━━━━━ Data to process ━━━━━

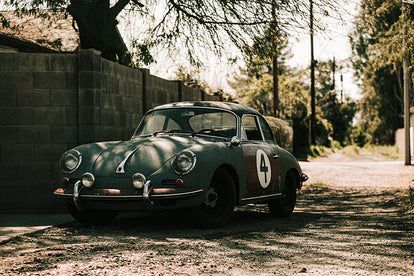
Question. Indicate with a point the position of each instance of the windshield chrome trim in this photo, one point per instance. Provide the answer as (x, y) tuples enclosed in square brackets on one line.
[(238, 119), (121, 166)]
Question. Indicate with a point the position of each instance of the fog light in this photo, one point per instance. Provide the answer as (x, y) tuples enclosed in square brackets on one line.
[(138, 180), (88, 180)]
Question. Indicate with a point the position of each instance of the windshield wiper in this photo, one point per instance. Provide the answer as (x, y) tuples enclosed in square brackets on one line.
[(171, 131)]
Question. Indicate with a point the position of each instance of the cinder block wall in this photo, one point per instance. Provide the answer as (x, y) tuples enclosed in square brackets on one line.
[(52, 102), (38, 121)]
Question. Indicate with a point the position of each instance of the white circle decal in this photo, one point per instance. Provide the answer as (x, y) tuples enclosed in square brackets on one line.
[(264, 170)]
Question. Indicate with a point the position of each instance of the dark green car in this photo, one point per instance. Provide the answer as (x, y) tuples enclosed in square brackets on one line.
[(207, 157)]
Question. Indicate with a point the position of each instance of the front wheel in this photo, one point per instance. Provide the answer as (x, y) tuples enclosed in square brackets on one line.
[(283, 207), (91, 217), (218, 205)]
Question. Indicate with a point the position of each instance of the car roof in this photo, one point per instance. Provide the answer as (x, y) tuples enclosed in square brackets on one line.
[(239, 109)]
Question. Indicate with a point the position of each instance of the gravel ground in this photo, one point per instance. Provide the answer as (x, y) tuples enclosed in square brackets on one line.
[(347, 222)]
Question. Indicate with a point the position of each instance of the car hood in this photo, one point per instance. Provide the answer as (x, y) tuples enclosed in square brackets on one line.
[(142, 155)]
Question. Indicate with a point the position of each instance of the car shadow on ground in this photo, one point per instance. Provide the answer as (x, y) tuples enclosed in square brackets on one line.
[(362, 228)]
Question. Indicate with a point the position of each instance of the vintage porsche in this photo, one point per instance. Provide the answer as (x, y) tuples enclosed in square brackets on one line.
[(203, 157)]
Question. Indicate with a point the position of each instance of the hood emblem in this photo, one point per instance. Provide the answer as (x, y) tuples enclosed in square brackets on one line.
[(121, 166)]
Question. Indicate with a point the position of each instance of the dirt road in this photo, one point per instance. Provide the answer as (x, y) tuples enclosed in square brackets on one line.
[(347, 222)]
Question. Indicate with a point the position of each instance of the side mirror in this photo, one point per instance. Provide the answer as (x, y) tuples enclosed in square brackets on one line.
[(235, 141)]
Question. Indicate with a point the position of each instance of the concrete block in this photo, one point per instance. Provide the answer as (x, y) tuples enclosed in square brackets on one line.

━━━━━

▶ _Goal_
Reproduce all of the data above verbatim, omitting the pictures.

▶ _Response to this exercise_
Question. Indicate with a point the position of each instance of the windshield chrome trim in this photo, one point per instance. Provide the answer as (x, y) tuples enclosed in square brackets on one line.
[(238, 119), (121, 166)]
Question. Indicate with a point the position of each instance of the fog light in this photo, one point per instance. Provide the answer as (x, y) tuples enclosed in square brackets on one line.
[(138, 180), (88, 180)]
Question. Indicate with a point the position of each instance of the windshield wiper in this photo, one point per instance. Provide the answer as (x, y) tuples enclosed in square brackets on one line.
[(171, 131)]
Question. Indicate with a point the position of each instance of the cinder block wall in this photo, one point per instance. Provide the answer as (x, y) tuples enclosed in square brackets on one line.
[(52, 102), (38, 121)]
Question. Indicate with a point the position of each instance of the white circle decal in this photo, one point per instance. Provide the answer as (x, y) tuples enclosed in square brackets on one line.
[(264, 170)]
Question. Indicate with a point the position of each instance of the dark green car in this photo, one point per instance. Provide the answer as (x, y) tuples enclosed in square brackets on one line.
[(207, 157)]
Question. Indicate with a point the position of each instance of the front wheel in this photo, one point per instance. Provide the answer as (x, y) tuples enclosed in square brackets on one line.
[(283, 207), (91, 217), (218, 205)]
Question. Indicate with a point the position of each instance of the car roof in this photo, one point per instance. Provide the answer as (x, y) tuples enclosed in square brackets on one line.
[(239, 109)]
Question. Indicate with a point the position of each instance of the gravel ground in this photo, one point per instance. Provide the answer as (x, y) tuples enclosed in square brackets on one line.
[(347, 222)]
Question. Indicate with a point the position of each instance of the car hood in this photo, one point per instance. Provide the answer as (x, y) tuples enclosed in square brackets on one line.
[(142, 155)]
Question. Indicate with a point the position of each instance of the car shadow on ground in this photo, one point per instance. Provide the answer as (x, y) tuples enclosed in square brackets on one line.
[(362, 228)]
Question. Indicate with a point the position of each instance of the vintage porsche in this photo, one point per instance. Provide the answer as (x, y) tuples enclosed in square brackets on one line.
[(203, 157)]
Question. Indicate with a point the position of each instance of the hood emblem in this photo, one point per instance. Provide the answer as (x, y) tuples enclosed in square brackets on one line.
[(121, 166)]
Question. Indicate with a point the position of each instance of the dirt road in this photo, one point per instance. Provide the answer as (x, y) tuples enclosed in square brackets on one line.
[(347, 222)]
Question. Indicate with a point the position of each instance of the side mirror in this photo, one point per instance. Provide the answer as (x, y) tuples enclosed in square brackets on one line.
[(235, 141)]
Question. Indicate with a point the position of each instance of the concrete block in this photo, one point per instance. Provide the answer as (x, y) tuples enclosed in square brackets on one line.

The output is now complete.